Work request A =>
Write out the stretch of the UK coronavirus workplace text from "- Employees had" through "of that pay.", word for word.
Work request B =>
Using the UK coronavirus workplace text, decide whether each statement agrees with it, answering yes or no and quoting the deciding words: (i) Nurseries and schools closed from Friday 20 March 2020, apart from children of key workers or vulnerable children. (ii) The government would reimburse sick pay for businesses with fewer than 500 employees. (iii) Under the Coronavirus Job Retention Scheme, the government will pay up to 80% of a furloughed worker's wages, capped at £2500 per month.

Page text =>
____
Until very recently, the UK government has taken a fairly non-interventionist approach to dealing with the coronavirus in the workplace, encouraging employers and employees to take certain actions but with no enforcement or aid. However, as numbers increase, this is now changing dramatically. The most significant workplace developments to date are as follows:
- The government had already advised that businesses and workplaces should encourage their employees to work at home, wherever possible. In the last week, this has become more widespread, with most businesses now operating remotely unless an in-person presence is unavoidable. With effect from Friday 20 March 2020, all nurseries and schools have been closed, except for the children of key workers or vulnerable children, so parents and employers now need to adjust to the new regime of remote working but without childcare and with home schooling thrown in.
- Employees had been encouraged to self-isolate if, for example, they developed any potential symptoms or had travelled to certain areas or had close contact with someone exhibiting symptoms. Ordinarily, employees on sick leave are only entitled to a minimum rate of statutory sick pay from their employer if they have been on sick leave for four days or more. In order to encourage self-isolation of those with potential coronavirus symptoms, in order to try to minimise further spread, the government announced that:
- this benefit would be applied from the first day of sick leave, not the fourth, and no doctor's note would be required in potential coronavirus cases;
- It would also apply to those self-isolating, not just those who are actually sick; and
- the government would reimburse small and medium sized businesses (fewer than 250 employees) for the first two weeks of that pay.
- On Friday 20 March 2020, the Government announced that all pubs, bar, restaurants, cafes, gyms, nightclubs, theaters and cinemas must close effective immediately. In practice, many businesses were already considering closure, significant reductions in force or unpaid "furloughs" for employees, as a result of the dramatic drop in trade and overall effects of the pandemic. To minimise the impact of this situation and help retain jobs, the government simultaneously announced that it will pay (via a reimbursement from HMRC, the tax authority, backdated to the start of March) up to 80% of wages (subject to a cap of £2500 per month) to any employer for an employee who is designated as a "furloughed worker" rather than being made redundant (the Coronavirus Job Retention Scheme). Note that there is no law in the UK which permits unpaid furloughs or lay-offs, or even short-time working, unless in each case there is an express provision in the contract which allows for this and even then, it is subject to consultation and not always straightforward. However, the government's announcement is likely to make it easier for the employer to negotiate agreement from their employees to take furloughs in order to avoid redundancy terminations.
____
The data =>
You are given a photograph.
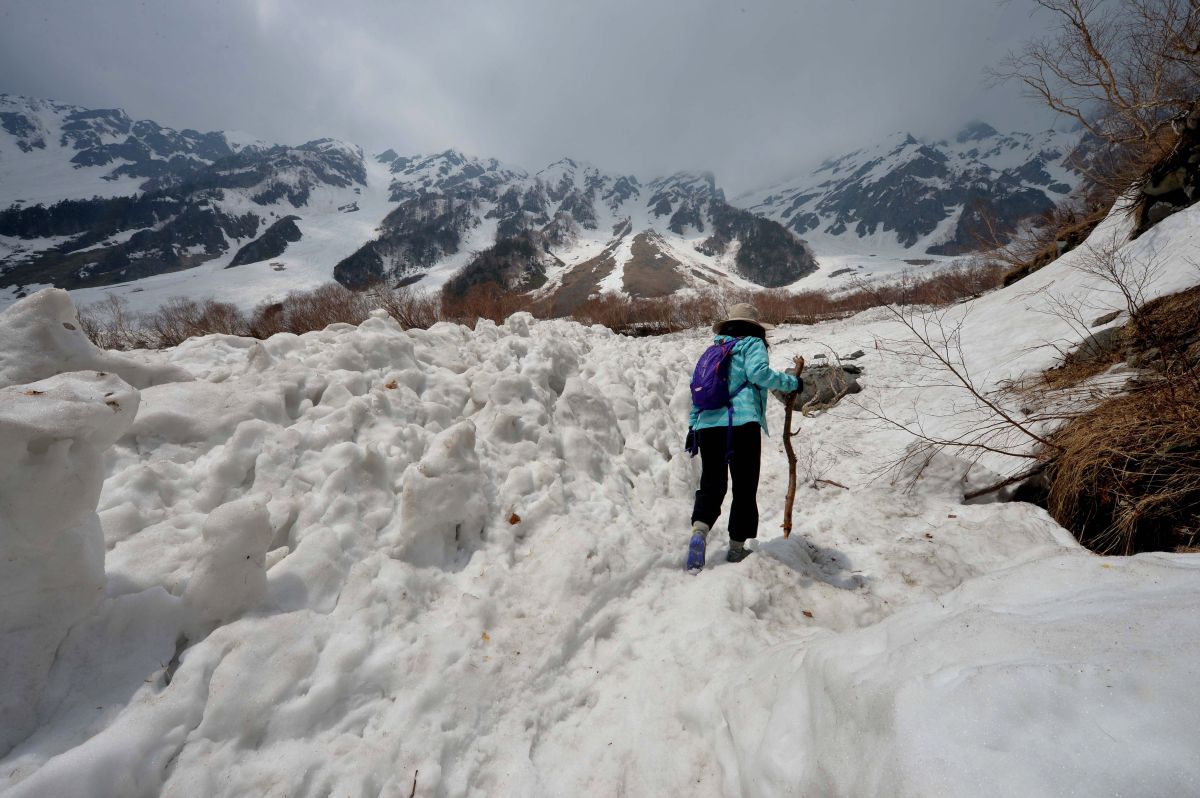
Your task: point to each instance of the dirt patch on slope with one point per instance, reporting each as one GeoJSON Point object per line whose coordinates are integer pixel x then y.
{"type": "Point", "coordinates": [651, 271]}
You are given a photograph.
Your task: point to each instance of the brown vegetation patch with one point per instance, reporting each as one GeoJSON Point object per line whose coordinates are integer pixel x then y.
{"type": "Point", "coordinates": [649, 271]}
{"type": "Point", "coordinates": [1128, 475]}
{"type": "Point", "coordinates": [1125, 475]}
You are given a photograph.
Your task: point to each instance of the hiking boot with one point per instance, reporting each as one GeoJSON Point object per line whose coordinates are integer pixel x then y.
{"type": "Point", "coordinates": [697, 545]}
{"type": "Point", "coordinates": [738, 552]}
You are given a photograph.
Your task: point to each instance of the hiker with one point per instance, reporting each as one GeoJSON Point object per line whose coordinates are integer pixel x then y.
{"type": "Point", "coordinates": [729, 437]}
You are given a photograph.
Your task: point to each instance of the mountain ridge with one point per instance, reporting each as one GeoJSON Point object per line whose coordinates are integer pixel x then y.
{"type": "Point", "coordinates": [94, 201]}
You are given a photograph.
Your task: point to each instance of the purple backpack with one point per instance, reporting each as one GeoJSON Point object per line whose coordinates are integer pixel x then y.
{"type": "Point", "coordinates": [711, 388]}
{"type": "Point", "coordinates": [711, 381]}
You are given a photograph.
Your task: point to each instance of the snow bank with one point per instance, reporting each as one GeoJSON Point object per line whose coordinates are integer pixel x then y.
{"type": "Point", "coordinates": [53, 436]}
{"type": "Point", "coordinates": [231, 573]}
{"type": "Point", "coordinates": [1069, 676]}
{"type": "Point", "coordinates": [40, 336]}
{"type": "Point", "coordinates": [343, 561]}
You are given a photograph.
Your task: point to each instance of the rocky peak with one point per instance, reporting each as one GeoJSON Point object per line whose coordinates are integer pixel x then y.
{"type": "Point", "coordinates": [975, 131]}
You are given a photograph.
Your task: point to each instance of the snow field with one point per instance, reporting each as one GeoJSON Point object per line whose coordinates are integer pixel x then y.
{"type": "Point", "coordinates": [337, 559]}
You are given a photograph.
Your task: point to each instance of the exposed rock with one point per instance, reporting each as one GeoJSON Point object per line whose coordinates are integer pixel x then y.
{"type": "Point", "coordinates": [271, 244]}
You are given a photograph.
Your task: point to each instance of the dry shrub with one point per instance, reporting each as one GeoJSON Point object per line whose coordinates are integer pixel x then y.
{"type": "Point", "coordinates": [1128, 475]}
{"type": "Point", "coordinates": [486, 301]}
{"type": "Point", "coordinates": [181, 318]}
{"type": "Point", "coordinates": [311, 310]}
{"type": "Point", "coordinates": [411, 310]}
{"type": "Point", "coordinates": [109, 324]}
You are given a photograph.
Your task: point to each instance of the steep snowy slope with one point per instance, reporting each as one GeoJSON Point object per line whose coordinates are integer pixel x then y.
{"type": "Point", "coordinates": [361, 558]}
{"type": "Point", "coordinates": [90, 199]}
{"type": "Point", "coordinates": [907, 198]}
{"type": "Point", "coordinates": [568, 232]}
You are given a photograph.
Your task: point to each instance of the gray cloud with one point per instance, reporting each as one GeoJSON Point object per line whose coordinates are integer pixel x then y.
{"type": "Point", "coordinates": [749, 89]}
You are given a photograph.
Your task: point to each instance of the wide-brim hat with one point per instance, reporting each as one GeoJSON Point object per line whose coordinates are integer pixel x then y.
{"type": "Point", "coordinates": [743, 312]}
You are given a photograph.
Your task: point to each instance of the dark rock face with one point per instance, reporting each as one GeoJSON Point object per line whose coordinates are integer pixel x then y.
{"type": "Point", "coordinates": [1174, 184]}
{"type": "Point", "coordinates": [414, 237]}
{"type": "Point", "coordinates": [515, 264]}
{"type": "Point", "coordinates": [769, 255]}
{"type": "Point", "coordinates": [189, 233]}
{"type": "Point", "coordinates": [913, 190]}
{"type": "Point", "coordinates": [271, 244]}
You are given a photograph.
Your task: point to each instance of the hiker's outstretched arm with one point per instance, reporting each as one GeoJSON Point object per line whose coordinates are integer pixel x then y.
{"type": "Point", "coordinates": [760, 372]}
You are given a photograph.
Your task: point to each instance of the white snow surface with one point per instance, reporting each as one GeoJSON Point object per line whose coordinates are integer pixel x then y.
{"type": "Point", "coordinates": [343, 562]}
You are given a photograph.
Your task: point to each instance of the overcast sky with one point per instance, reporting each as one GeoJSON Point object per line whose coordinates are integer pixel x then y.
{"type": "Point", "coordinates": [749, 89]}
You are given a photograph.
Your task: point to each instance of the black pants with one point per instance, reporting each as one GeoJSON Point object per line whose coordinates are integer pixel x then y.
{"type": "Point", "coordinates": [714, 479]}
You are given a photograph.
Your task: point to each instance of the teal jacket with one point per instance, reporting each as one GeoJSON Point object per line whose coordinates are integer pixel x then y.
{"type": "Point", "coordinates": [748, 366]}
____
Response area A =>
- Employees had been encouraged to self-isolate if, for example, they developed any potential symptoms or had travelled to certain areas or had close contact with someone exhibiting symptoms. Ordinarily, employees on sick leave are only entitled to a minimum rate of statutory sick pay from their employer if they have been on sick leave for four days or more. In order to encourage self-isolation of those with potential coronavirus symptoms, in order to try to minimise further spread, the government announced that:
- this benefit would be applied from the first day of sick leave, not the fourth, and no doctor's note would be required in potential coronavirus cases;
- It would also apply to those self-isolating, not just those who are actually sick; and
- the government would reimburse small and medium sized businesses (fewer than 250 employees) for the first two weeks of that pay.

Response area B =>
(i) Yes: "With effect from Friday 20 March 2020, all nurseries and schools have been closed, except for the children of key workers or vulnerable children"
(ii) No: "small and medium sized businesses (fewer than 250 employees)"
(iii) Yes: "up to 80% of wages (subject to a cap of £2500 per month)"